◆ **Document passage**

※ ※ ※

Thérèse knew this well. Towards the end of her life, she fell ill with tuberculosis, suffering from a fever and terrible hallucinations. Even then, Sr Miriam says, ‘Thérèse knew, “it’s trust and confidence only that will lead us to love”.’

‘It’s a beautiful moment when we are reduced to nothing’, Mother Angela adds. ‘That is where God loves us very particularly; he is there to help us … If we hand ourselves over to him, the little effort that we make can be multiplied infinitely.’

Becoming a Carmelite nun

Mother Angela recalls the time she told her father she wanted to become a nun: ‘I told him, I want to be a Carmelite. He said, “Why?” I said, “Because I want to love God”. He said, “What do you know about love?” He was right: I knew nothing.’ But after she left school, Mother Angela attended a retreat, and she remembers reading these words in a book by St Teresa of Ávila: ‘We need no wings to go in search of God, but we have only to look within ourselves.’

‘I now see how that really applies to her “interior castle”’, Mother Angela says.

※ ※ ※

◆ **Material shown**
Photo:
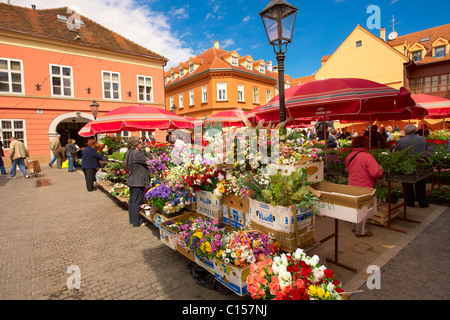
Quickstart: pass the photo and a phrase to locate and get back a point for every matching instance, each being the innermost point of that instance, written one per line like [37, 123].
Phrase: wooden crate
[382, 216]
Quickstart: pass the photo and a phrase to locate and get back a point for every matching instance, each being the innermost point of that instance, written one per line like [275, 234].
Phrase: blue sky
[181, 29]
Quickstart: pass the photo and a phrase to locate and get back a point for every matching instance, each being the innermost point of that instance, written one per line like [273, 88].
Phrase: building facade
[51, 71]
[219, 80]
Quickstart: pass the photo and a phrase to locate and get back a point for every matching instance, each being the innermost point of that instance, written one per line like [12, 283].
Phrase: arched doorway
[68, 125]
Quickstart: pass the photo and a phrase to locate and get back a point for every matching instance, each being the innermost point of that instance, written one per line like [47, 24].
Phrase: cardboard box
[278, 218]
[235, 218]
[232, 277]
[347, 203]
[207, 264]
[315, 169]
[209, 212]
[208, 199]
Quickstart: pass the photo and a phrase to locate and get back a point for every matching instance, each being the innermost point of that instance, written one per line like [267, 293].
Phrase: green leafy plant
[284, 190]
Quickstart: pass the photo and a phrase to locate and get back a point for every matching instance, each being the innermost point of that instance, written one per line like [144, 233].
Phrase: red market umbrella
[438, 108]
[135, 118]
[337, 98]
[230, 118]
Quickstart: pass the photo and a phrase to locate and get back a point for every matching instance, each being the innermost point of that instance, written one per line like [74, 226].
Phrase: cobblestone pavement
[420, 270]
[50, 223]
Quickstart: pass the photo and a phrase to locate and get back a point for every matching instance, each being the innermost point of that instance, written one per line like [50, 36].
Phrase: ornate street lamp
[94, 109]
[278, 18]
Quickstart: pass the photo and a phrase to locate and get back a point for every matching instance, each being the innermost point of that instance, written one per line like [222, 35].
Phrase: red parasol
[338, 98]
[135, 118]
[437, 107]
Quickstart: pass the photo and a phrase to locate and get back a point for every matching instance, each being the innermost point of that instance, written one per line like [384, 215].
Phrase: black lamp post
[94, 109]
[279, 20]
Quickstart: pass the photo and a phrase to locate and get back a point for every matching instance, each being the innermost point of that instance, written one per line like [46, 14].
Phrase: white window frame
[62, 77]
[191, 97]
[204, 94]
[180, 100]
[256, 95]
[241, 90]
[145, 87]
[111, 82]
[221, 91]
[268, 95]
[261, 68]
[13, 132]
[9, 71]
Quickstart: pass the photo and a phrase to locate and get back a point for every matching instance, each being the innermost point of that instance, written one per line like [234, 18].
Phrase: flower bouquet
[244, 247]
[120, 190]
[292, 277]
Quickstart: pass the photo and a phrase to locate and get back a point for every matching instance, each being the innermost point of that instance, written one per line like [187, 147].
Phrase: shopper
[17, 153]
[55, 143]
[332, 139]
[363, 170]
[2, 164]
[90, 162]
[60, 154]
[138, 179]
[71, 153]
[417, 145]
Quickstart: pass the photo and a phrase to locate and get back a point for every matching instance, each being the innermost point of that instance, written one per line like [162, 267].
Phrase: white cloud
[132, 20]
[247, 18]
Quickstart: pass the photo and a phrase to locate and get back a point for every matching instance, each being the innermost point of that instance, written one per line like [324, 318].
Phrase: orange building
[219, 80]
[52, 67]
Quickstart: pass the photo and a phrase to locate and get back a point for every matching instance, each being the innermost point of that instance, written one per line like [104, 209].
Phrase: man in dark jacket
[418, 145]
[138, 179]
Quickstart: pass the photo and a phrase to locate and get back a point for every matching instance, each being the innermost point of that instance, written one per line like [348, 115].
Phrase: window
[445, 82]
[180, 99]
[222, 91]
[12, 128]
[145, 92]
[10, 76]
[415, 86]
[439, 52]
[434, 84]
[241, 92]
[234, 61]
[61, 80]
[111, 85]
[416, 56]
[191, 97]
[255, 95]
[204, 94]
[427, 85]
[268, 95]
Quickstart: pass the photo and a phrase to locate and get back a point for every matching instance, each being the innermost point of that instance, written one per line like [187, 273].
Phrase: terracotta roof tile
[44, 23]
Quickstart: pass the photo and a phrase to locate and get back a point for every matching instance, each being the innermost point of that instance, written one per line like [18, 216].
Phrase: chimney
[383, 34]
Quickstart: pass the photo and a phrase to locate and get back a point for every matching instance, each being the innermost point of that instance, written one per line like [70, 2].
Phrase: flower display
[244, 247]
[121, 190]
[293, 276]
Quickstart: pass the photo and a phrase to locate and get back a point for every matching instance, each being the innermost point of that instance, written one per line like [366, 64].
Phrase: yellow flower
[312, 290]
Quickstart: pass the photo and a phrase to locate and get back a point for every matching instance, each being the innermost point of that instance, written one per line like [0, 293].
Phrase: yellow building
[219, 80]
[364, 55]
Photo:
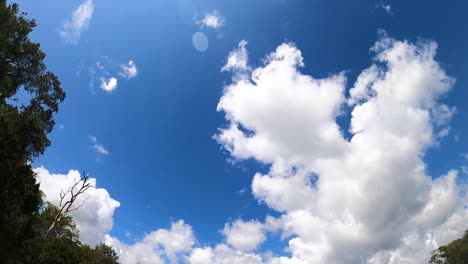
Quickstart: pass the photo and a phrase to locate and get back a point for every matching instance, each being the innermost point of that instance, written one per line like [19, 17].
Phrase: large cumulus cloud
[366, 199]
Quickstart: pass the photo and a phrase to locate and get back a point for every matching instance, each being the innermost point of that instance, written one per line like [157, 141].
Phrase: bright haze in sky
[272, 131]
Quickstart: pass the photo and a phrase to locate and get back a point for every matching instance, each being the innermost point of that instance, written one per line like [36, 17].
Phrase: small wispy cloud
[106, 74]
[237, 59]
[108, 84]
[128, 71]
[100, 149]
[79, 21]
[386, 7]
[212, 20]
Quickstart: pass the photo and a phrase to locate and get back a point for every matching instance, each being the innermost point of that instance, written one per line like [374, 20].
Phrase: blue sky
[154, 144]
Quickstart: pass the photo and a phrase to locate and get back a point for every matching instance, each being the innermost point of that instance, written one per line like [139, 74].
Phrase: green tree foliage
[456, 252]
[29, 97]
[62, 245]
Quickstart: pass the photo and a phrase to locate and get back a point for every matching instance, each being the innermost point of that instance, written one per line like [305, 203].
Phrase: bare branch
[77, 189]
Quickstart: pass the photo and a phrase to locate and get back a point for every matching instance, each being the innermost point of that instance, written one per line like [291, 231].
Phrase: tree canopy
[29, 97]
[455, 252]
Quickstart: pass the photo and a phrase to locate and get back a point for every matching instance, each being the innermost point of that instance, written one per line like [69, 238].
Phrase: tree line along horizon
[32, 230]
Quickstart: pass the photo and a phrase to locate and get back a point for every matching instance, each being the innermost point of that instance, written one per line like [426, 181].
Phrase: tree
[62, 244]
[456, 252]
[68, 205]
[24, 125]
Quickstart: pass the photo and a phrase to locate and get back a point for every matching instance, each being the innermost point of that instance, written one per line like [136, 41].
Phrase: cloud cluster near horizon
[347, 201]
[367, 199]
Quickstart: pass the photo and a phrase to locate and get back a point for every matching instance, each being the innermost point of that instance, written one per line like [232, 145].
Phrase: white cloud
[237, 60]
[366, 199]
[108, 84]
[387, 8]
[245, 236]
[222, 254]
[212, 20]
[162, 242]
[100, 149]
[128, 71]
[79, 21]
[94, 218]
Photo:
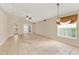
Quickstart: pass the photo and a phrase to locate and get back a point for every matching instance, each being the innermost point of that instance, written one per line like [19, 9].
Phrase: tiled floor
[31, 44]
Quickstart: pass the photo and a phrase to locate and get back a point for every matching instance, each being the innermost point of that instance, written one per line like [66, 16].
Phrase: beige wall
[3, 26]
[7, 22]
[49, 29]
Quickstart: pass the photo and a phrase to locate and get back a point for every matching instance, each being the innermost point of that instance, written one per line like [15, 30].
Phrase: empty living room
[39, 28]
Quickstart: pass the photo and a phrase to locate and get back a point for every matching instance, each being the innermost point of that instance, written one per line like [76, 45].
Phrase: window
[67, 27]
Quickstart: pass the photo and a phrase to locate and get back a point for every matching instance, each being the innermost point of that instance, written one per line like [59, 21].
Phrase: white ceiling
[38, 11]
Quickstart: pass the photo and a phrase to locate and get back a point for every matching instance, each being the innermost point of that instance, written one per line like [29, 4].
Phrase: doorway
[27, 28]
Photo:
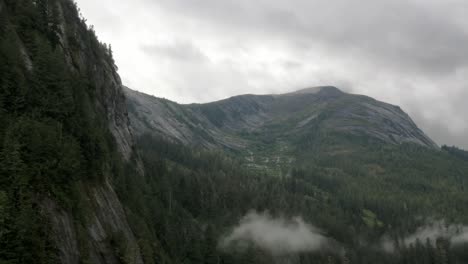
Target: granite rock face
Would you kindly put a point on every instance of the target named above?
(223, 123)
(104, 211)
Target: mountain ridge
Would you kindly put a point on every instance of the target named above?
(251, 112)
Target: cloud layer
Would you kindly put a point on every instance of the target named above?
(456, 234)
(407, 52)
(278, 236)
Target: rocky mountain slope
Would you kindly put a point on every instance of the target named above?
(268, 130)
(64, 135)
(222, 121)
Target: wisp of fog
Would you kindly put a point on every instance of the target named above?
(278, 236)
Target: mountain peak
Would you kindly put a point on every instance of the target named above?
(318, 90)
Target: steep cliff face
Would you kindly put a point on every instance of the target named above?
(226, 122)
(87, 220)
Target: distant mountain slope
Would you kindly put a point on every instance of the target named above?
(274, 130)
(219, 122)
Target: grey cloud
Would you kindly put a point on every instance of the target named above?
(456, 234)
(422, 36)
(407, 52)
(278, 236)
(184, 51)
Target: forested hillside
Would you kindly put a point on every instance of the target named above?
(316, 176)
(374, 201)
(63, 136)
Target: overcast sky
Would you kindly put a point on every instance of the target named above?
(413, 53)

※ ※ ※

◆ **Requirement**
Return the text about the Carmelite nuns from "Becoming a Carmelite" to "Mother Angela says.", word for word.

◆ **Answer for this exercise**
Becoming a Carmelite nun

Mother Angela recalls the time she told her father she wanted to become a nun: ‘I told him, I want to be a Carmelite. He said, “Why?” I said, “Because I want to love God”. He said, “What do you know about love?” He was right: I knew nothing.’ But after she left school, Mother Angela attended a retreat, and she remembers reading these words in a book by St Teresa of Ávila: ‘We need no wings to go in search of God, but we have only to look within ourselves.’

‘I now see how that really applies to her “interior castle”’, Mother Angela says.